What to work on
Because the material must match the original, reproduce every line of it exactly.

-- Opening Marker --

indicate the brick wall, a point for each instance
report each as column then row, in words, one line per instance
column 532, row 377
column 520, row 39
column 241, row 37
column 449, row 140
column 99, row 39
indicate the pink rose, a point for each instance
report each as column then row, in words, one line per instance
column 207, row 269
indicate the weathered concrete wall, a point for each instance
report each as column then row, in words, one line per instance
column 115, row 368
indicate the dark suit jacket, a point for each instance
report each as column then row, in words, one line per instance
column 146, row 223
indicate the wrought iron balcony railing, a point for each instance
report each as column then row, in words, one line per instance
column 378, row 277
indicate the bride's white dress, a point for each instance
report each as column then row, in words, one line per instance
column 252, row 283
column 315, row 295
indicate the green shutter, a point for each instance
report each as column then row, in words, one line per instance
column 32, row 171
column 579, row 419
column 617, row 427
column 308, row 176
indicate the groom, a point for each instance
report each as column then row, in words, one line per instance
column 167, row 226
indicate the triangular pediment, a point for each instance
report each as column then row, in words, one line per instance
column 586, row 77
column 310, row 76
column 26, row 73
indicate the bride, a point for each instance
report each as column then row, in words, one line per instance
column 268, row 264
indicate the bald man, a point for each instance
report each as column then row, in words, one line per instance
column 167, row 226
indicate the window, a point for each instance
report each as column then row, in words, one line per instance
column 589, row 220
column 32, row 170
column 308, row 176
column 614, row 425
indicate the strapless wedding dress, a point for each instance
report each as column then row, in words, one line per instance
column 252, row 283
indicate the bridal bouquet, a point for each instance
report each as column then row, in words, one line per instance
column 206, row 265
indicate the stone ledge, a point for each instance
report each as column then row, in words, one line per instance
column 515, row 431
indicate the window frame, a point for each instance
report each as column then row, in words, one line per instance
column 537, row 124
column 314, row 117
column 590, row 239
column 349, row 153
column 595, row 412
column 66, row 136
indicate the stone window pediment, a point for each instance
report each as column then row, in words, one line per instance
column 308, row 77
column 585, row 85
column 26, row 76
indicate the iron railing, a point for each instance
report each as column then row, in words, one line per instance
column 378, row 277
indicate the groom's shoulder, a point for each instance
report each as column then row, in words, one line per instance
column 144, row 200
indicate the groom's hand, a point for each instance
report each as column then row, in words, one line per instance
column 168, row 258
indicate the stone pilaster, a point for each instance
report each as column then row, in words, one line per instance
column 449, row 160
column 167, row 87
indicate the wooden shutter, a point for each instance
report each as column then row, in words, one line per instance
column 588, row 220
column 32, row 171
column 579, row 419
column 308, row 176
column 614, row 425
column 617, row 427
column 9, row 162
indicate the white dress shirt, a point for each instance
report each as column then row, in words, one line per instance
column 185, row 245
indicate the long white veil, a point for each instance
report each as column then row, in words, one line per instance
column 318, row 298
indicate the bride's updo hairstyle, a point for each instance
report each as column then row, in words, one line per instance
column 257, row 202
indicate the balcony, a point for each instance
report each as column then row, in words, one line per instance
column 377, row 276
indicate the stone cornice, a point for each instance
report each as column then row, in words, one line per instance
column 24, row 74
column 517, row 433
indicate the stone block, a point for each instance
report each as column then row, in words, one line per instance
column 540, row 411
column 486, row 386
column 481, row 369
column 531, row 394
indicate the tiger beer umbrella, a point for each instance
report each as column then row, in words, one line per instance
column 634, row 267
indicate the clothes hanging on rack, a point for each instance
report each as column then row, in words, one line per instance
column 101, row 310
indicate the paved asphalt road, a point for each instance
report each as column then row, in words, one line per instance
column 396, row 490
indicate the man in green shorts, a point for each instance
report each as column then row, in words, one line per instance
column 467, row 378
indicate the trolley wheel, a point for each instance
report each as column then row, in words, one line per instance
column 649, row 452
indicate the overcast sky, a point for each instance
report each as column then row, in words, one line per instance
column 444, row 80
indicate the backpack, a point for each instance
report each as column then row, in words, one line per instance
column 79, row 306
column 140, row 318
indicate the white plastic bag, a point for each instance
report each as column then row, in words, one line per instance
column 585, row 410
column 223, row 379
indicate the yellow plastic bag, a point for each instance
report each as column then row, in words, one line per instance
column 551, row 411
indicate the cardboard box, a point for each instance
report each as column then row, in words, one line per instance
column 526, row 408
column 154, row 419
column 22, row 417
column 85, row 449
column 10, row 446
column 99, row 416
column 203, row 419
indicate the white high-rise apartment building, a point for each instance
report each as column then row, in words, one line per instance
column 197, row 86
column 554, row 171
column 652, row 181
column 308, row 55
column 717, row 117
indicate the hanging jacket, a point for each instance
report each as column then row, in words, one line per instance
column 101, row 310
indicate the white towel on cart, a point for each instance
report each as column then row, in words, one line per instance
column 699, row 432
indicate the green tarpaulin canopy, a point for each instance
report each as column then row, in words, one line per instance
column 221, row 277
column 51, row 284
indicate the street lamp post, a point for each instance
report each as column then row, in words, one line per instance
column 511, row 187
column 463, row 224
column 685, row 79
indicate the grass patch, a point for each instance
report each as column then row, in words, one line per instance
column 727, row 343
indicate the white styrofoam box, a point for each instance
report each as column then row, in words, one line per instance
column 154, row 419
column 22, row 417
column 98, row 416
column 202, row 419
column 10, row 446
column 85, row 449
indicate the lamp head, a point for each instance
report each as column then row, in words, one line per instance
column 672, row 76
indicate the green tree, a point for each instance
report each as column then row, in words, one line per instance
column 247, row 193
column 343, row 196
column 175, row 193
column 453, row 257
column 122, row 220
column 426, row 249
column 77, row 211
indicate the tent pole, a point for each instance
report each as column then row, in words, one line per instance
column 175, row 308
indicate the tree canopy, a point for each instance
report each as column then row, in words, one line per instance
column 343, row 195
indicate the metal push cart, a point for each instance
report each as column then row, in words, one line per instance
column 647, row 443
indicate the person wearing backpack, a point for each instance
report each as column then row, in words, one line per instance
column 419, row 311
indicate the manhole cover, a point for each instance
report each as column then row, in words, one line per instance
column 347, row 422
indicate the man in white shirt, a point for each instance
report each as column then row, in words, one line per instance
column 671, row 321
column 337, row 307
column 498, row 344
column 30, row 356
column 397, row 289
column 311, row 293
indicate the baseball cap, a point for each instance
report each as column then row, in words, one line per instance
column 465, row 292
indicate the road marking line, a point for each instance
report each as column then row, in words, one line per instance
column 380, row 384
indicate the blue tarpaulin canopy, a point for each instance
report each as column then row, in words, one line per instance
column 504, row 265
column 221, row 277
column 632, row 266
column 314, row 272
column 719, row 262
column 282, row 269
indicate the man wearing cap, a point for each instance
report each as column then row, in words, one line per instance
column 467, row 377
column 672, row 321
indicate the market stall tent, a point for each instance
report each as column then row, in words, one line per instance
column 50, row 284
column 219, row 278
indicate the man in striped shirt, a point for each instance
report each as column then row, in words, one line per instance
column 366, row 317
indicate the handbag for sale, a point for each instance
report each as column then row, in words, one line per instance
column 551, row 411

-- Closing Marker --

Exercise answer
indicate the brick wall, a point for each instance
report each as column then row, in words, one line per instance
column 532, row 377
column 520, row 39
column 241, row 37
column 449, row 140
column 99, row 39
indicate the pink rose, a point for each instance
report each as column then row, in words, one line per instance
column 207, row 269
indicate the weathered concrete wall, a point for each instance
report each as column then row, in words, one line per instance
column 115, row 368
indicate the dark suit jacket, a point for each instance
report each as column then row, in words, one line per instance
column 146, row 223
indicate the wrought iron balcony railing, a point for each instance
report each as column then row, in words, one line per instance
column 378, row 277
indicate the bride's white dress, a point for each instance
report each as column then row, in words, one line per instance
column 252, row 283
column 315, row 295
indicate the green shutter, a point for each instance
report each as column then row, in words, one line per instance
column 32, row 171
column 579, row 419
column 617, row 427
column 308, row 176
indicate the groom, a point for each instance
report each as column then row, in words, one line per instance
column 167, row 226
indicate the triangular pediment, a point for each instance
report each as column then row, in words, one line per instance
column 586, row 77
column 310, row 76
column 26, row 73
indicate the bride, a point for each instance
report each as column then row, in words, one line per instance
column 268, row 264
indicate the bald man, a point for each instance
report each as column then row, in words, one line per instance
column 167, row 226
indicate the window, a point for each instance
report each as column then row, in words, one line per instance
column 589, row 220
column 32, row 170
column 308, row 176
column 614, row 425
indicate the strapless wedding dress, a point for each instance
report each as column then row, in words, one line per instance
column 252, row 283
indicate the bridal bouquet, a point for each instance
report each as column then row, in words, one line per instance
column 206, row 265
indicate the stone ledge, a point for each instance
report each as column then row, in words, one line per instance
column 515, row 431
indicate the window frame, a point for each instance
report each as column then row, in words, one line per instance
column 537, row 124
column 314, row 117
column 590, row 239
column 349, row 153
column 595, row 412
column 66, row 136
indicate the stone window pediment, a point for each instance
report each as column then row, in words, one line per instance
column 308, row 77
column 585, row 85
column 26, row 76
indicate the iron railing, a point for each instance
report each as column then row, in words, one line per instance
column 378, row 277
indicate the groom's shoulder, a point for each instance
report each as column then row, in words, one line per instance
column 144, row 200
indicate the groom's hand, a point for each instance
report each as column then row, in words, one line per instance
column 168, row 258
indicate the stone pilaster, a point for each instance
report each as column then row, in words, one line per instance
column 449, row 160
column 167, row 87
indicate the wooden shutter, a point for each instance
report each as column then row, in words, one line per instance
column 588, row 220
column 32, row 171
column 579, row 419
column 308, row 176
column 614, row 425
column 617, row 427
column 9, row 162
indicate the white dress shirt, a point for each instance
report each as column then row, in words, one line per instance
column 185, row 245
indicate the long white veil, a point for each instance
report each as column then row, in words, one line per instance
column 318, row 298
indicate the bride's updo hairstyle, a point for each instance
report each as column then row, in words, one line per instance
column 257, row 202
indicate the balcony, a point for each instance
report each as column then row, in words, one line per instance
column 377, row 276
indicate the stone cornice, a point for each instance
report each as column then row, in words, one line per instance
column 24, row 74
column 517, row 433
indicate the stone block, a point for each instance
report each as column then row, in words, one line per instance
column 540, row 411
column 486, row 386
column 481, row 369
column 531, row 394
indicate the tiger beer umbrella, a point for each instance
report each as column then row, in words, one line per instance
column 634, row 267
indicate the clothes hanging on rack, a point for each instance
report each as column then row, in words, one line per instance
column 101, row 310
indicate the paved asphalt road, a point for each instance
report each as column then row, in words, one line per instance
column 396, row 490
indicate the man in green shorts, a point for each instance
report each as column then row, in words, one line per instance
column 467, row 378
indicate the trolley wheel, a point for each instance
report each as column then row, in words, one line per instance
column 649, row 452
indicate the overcast sky, a point for each instance
report each as column then row, in words, one line per instance
column 444, row 80
indicate the backpack, a point for each instance
report each as column then row, in words, one line per instance
column 79, row 306
column 140, row 318
indicate the white plastic bag, a point for each instance
report each as column then row, in words, one line per instance
column 585, row 410
column 223, row 379
indicate the yellow plastic bag, a point for each instance
report each as column then row, in words, one line per instance
column 551, row 411
indicate the cardboard box, a point for each instance
report each as column then row, in words, one line per instance
column 526, row 408
column 154, row 419
column 22, row 417
column 85, row 449
column 10, row 446
column 99, row 416
column 203, row 419
indicate the white high-rise apartment building, a point for each instance
report each as column then row, in words, one line per instance
column 197, row 86
column 554, row 171
column 652, row 181
column 308, row 55
column 717, row 117
indicate the hanging jacket, a point for each instance
report each as column then row, in words, one line per instance
column 101, row 310
indicate the white towel on cart, a point for each instance
report each as column then row, in words, one line per instance
column 699, row 432
indicate the green tarpaulin canopy, a point for each instance
report each as column then row, in words, one line per instance
column 221, row 277
column 51, row 284
indicate the street lamp post, a point for each instance
report each as column then row, in words, one line per instance
column 511, row 187
column 463, row 224
column 685, row 79
indicate the grass patch, a point for each instance
report each as column then row, in words, one line per instance
column 727, row 343
indicate the white styrofoam box, a point for each instance
report each as column then row, in words, one line per instance
column 154, row 419
column 22, row 417
column 98, row 416
column 202, row 419
column 10, row 446
column 85, row 449
indicate the lamp head, a point for each instance
report each as column then row, in words, one line per instance
column 672, row 76
indicate the green tree, a point for each instance
report each as column then row, in words, one line per instance
column 247, row 193
column 343, row 196
column 175, row 193
column 453, row 257
column 122, row 220
column 426, row 249
column 77, row 211
indicate the tent pole, a point for each instance
report each as column then row, in words, one line per instance
column 175, row 308
indicate the tree canopy, a point for each instance
report each as column then row, in words, one line per instance
column 343, row 195
indicate the metal push cart, a point for each instance
report each as column then row, in words, one line per instance
column 647, row 443
indicate the person wearing backpack, a point for each instance
report each as column then row, in words, one line per instance
column 419, row 311
indicate the manhole cover, a point for each instance
report each as column then row, in words, one line per instance
column 347, row 422
indicate the man in white shirt, a point for each instance
report each as column then row, in words, one line per instance
column 671, row 321
column 337, row 307
column 498, row 344
column 30, row 356
column 397, row 289
column 311, row 293
indicate the baseball cap, a point for each instance
report each as column then row, in words, one line per instance
column 465, row 292
indicate the road marking line, a point for each instance
report each as column then row, in words, one line per instance
column 380, row 384
indicate the blue tarpaulin canopy, a point for each instance
report each as column then row, in words, one line per instance
column 504, row 265
column 221, row 277
column 632, row 266
column 314, row 272
column 719, row 262
column 282, row 269
indicate the man wearing cap, a point for each instance
report each as column then row, in words, one line per instance
column 467, row 377
column 672, row 321
indicate the market stall tent, a point for each instance
report each as column then row, in words, one line per instance
column 50, row 284
column 219, row 278
indicate the man in striped shirt, a point for each instance
report each as column then row, in words, one line per instance
column 366, row 317
indicate the handbag for sale, a point for each instance
report each as column then row, in words, one line per instance
column 551, row 411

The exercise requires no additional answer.